[Collection entries]
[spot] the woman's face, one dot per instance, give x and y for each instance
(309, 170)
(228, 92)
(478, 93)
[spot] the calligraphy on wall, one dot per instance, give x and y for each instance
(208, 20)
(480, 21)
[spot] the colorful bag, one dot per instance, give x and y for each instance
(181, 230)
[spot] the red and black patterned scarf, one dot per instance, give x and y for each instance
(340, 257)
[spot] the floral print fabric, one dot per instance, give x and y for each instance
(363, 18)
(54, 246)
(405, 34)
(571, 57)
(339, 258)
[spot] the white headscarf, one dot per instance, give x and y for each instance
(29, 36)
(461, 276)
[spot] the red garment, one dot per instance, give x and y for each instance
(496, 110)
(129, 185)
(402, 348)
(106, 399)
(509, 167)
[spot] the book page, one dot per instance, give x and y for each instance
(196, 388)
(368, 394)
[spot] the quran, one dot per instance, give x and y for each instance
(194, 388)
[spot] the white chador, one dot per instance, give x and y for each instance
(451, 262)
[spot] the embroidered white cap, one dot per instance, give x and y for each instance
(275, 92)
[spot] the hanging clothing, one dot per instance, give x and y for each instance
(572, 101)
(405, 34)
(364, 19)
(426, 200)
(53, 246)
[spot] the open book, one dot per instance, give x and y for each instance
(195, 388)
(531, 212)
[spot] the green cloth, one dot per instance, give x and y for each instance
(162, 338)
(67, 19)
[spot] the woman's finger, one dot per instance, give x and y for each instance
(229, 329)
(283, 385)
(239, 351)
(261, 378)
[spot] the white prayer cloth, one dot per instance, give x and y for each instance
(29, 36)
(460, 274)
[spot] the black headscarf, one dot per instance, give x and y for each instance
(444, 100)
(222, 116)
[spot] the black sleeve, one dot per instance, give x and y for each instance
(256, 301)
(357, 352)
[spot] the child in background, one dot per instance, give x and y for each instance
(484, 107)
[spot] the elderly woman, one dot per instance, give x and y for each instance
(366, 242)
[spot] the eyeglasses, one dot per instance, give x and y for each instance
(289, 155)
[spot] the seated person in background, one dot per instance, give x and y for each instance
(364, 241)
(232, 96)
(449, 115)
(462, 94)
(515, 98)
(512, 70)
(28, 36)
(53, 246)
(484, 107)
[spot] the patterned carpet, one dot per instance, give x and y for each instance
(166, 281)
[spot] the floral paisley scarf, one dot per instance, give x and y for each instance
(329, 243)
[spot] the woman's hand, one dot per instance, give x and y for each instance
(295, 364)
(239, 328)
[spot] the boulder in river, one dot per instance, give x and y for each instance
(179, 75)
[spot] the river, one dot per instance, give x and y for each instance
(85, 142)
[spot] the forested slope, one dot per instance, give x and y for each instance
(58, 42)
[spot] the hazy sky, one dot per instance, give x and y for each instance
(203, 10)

### Written problem
Copy out, word for word, the records above, from the line containing "[spot] the hazy" through the end of the records.

### Solution to this task
[spot] the hazy sky, one dot per instance, give x and y for each instance
(203, 10)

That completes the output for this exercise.